_SOURCE EXCERPT_
━━━━━━━━━━━━━━━━━━━━

We describe an important advancement for the Associative Memory device (AM). The AM is a VLSI processor for pattern recognition based on Content Addressable Memory (CAM) architecture. The AM is optimized for on-line track finding in high-energy physics experiments. Pattern matching is carried out by finding track candidates in coarse resolution 'roads'. A large AM bank stores all trajectories of interest, called 'patterns', for a given detector resolution. The AM extracts roads compatible with a given event during detector read-out. Two important variables characterize the quality of the AM bank: its 'coverage' and the level of fake roads. The coverage, which describes the geometric efficiency of a bank, is defined as the fraction of tracks that match at least one pattern in the bank. Given a certain road size, the coverage of the bank can be increased just adding patterns to the bank, while the number of fakes unfortunately is roughly proportional to the number of patterns in the bank. Moreover, as the luminosity increases, the fake rate increases rapidly because of the increased silicon occupancy. To counter that, we must reduce the width of our roads. If we decrease the road width using the current technology, the system will become very large and extremely expensive. We propose an elegant solution to this problem: the 'variable resolution patterns'. Each pattern and each detector layer within a pattern will be able to use the optimal width, but we will use a 'don't care' feature (inspired from ternary CAMs) to increase the width when that is more appropriate. In other words we can use patterns of variable shape. As a result we reduce the number of fake roads, while keeping the efficiency high and avoiding excessive bank size due to the reduced width. We describe the idea, the implementation in the new AM design and the implementation of the algorithm in the simulation. Finally we show the effectiveness of the 'variable resolution patterns' idea using simulated high occupancy events in the ATLAS detector. (authors)

━━━━━━━━━━━━━━━━━━━━

_SUPPLIED DATA_
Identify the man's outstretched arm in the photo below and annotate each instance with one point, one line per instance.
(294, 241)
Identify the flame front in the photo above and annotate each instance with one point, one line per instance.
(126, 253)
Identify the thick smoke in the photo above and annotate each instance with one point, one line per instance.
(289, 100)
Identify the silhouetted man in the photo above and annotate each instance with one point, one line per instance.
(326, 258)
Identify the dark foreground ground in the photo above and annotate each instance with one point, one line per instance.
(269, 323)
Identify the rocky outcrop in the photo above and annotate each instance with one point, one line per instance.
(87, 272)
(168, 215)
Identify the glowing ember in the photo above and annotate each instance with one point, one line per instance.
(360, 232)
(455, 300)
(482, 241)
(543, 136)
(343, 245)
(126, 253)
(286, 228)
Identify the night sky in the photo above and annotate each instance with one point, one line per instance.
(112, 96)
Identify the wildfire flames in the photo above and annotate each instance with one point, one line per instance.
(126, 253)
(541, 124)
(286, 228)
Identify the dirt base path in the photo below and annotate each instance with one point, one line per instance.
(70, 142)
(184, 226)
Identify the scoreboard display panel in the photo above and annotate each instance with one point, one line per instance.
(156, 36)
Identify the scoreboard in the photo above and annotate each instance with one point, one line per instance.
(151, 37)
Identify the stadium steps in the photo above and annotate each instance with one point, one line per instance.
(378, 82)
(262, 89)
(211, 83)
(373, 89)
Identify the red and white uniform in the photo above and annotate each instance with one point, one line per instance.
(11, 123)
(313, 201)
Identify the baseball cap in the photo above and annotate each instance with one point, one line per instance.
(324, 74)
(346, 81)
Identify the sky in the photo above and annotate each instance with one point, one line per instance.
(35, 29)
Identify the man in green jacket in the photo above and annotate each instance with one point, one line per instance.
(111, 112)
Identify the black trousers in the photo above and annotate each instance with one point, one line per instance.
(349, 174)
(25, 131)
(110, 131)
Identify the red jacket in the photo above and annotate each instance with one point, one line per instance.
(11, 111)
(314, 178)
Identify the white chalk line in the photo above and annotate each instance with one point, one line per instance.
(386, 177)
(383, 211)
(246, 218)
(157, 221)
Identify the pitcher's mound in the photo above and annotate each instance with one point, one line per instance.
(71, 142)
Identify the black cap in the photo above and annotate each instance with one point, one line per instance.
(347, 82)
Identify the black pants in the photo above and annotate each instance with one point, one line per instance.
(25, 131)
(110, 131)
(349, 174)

━━━━━━━━━━━━━━━━━━━━

_EXERCISE DETAILS_
How does the associative memory excerpt define the coverage of an AM bank? The records are separate material from the associative memory excerpt.

_OUTPUT BELOW_
Coverage is the fraction of tracks that match at least one pattern in the bank.